-- start of QUOTED PASSAGE --
4 April 2019 marks the 70th anniversary of the signing of the treaty that brought NATO into being.
Ernest Bevin was the British Foreign Secretary. He believed that co-operation between the nations bordering the North Atlantic was essential to protect against the threat of an attack by the Soviet Union, and to contain communist expansion. Bevin’s vision was to create a union of the transatlantic nations that would provide effective military and economic security for the future.
To achieve this, he believed that it was essential for the United States to be involved in the defence of Europe. Bevin became a driving force behind the process that would culminate in the signing of the treaty in Washington and the creation of NATO.
The process began with the signing of the Treaty of Dunkirk between Britain and France in March 1947. This was a bilateral agreement designed to prevent a resurgence of German militarism; it established a new, Anglo-French military alliance to last for 50 years. The next step, Bevin realised, was to convince the Americans that Europe was prepared to do more in respect of its own defence. This led to the formation of the Western European Union, which included the Benelux countries of Belgium, the Netherlands and Luxembourg, as well as Britain and France.
In an impassioned speech in the House of Commons in January 1948, Bevin argued that the establishment of a defence pact between the countries of Western Europe was essential to guard against the threat posed by the Soviet Union. Negotiations between the five nations of the Western Union resulted in the signing of the Brussels Treaty on 17 March 1948.
In mid-July 1948, the French Government fell: France was without a government for two months. Germany was still in upheaval following the war, and had no central government. Bevin emerged as the one Western European political leader who had the strength to carry his country with him and represent European interests with – and if necessary against – the Americans. He came away from The Brussel Pact’s Consultative Committee meeting in The Hague on 19 and 20 July more than ever convinced that no purely European organisation would have the strength to succeed on its own. Britain, however involved with Europe she might be, must look for her security within an Atlantic framework, rather than a purely European one.
The Brussels Treaty had a positive reception in Washington: Bevin continued to press both the United States and Canada to begin talks on collective security in the Atlantic and Mediterranean. In July 1948, exploratory talks began in Washington, with Sir Oliver Franks representing British interests.
Major differences soon began to emerge. Bevin’s main concern was that the Americans should commit themselves to supplying arms and equipment. However, the United States insisted that there would have to be co-ordination and standardisation of military planning by the European states before any such commitment could be made. The United States was not going to commit itself to unilaterally supplying military resources in order to guarantee European security.
Sir Oliver Franks summed up the situation when he argued that the Americans were behaving as if they were a ‘kind of fairy godmother handing out favours to the less fortunate Western European Countries – provided always the latter can justify their claims for such favours’ (DEFE 11/19).
A further bone of contention was the size and geographical coverage of the proposed alliance. The United States wanted to extend the alliance beyond the Brussels Treaty states and include all nations bordering the Atlantic. They proposed that Norway, Denmark, Sweden, Iceland, Ireland, and Portugal be included. Britain, with the other Brussels Treaty members, felt that any extension of the proposed alliance would weaken it and diminish its effectiveness.
-- end of QUOTED PASSAGE --
-- start of PROVIDED ENTRIES --
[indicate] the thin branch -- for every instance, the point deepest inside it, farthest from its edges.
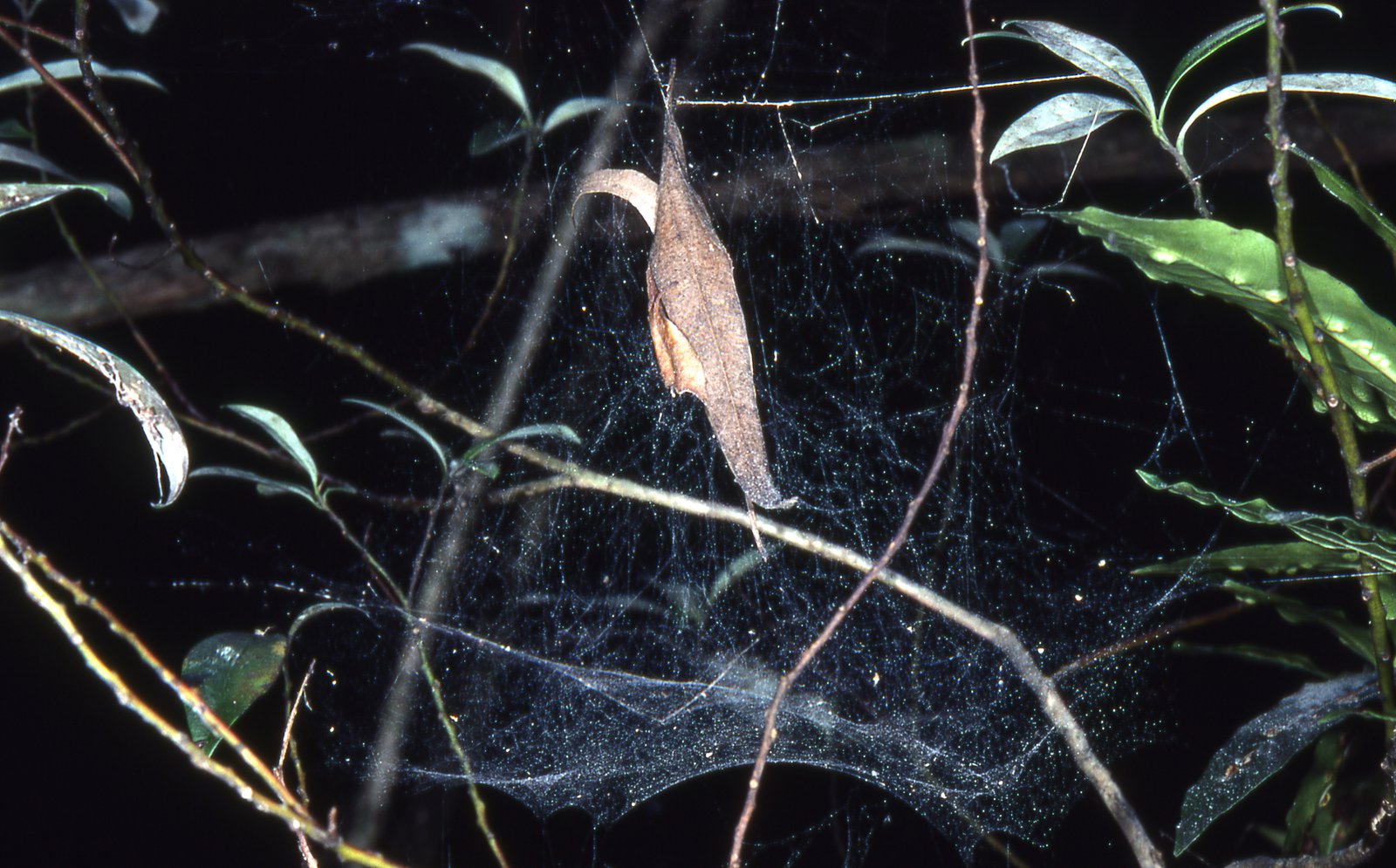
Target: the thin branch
(789, 679)
(1305, 317)
(21, 560)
-- end of PROVIDED ENTRIES --
§ WHAT YOU WILL DO
**a.** According to the text on the origins of NATO, on what date was the Brussels Treaty signed?
**b.** Locate every line of the records that contains the string "branch", matching case exactly, and copy each such line.
The text on the origins of NATO and the records are unrelated to each other.

§ TASK RESULTS
**a.** The Brussels Treaty was signed on 17 March 1948.

**b.**
[indicate] the thin branch -- for every instance, the point deepest inside it, farthest from its edges.
Target: the thin branch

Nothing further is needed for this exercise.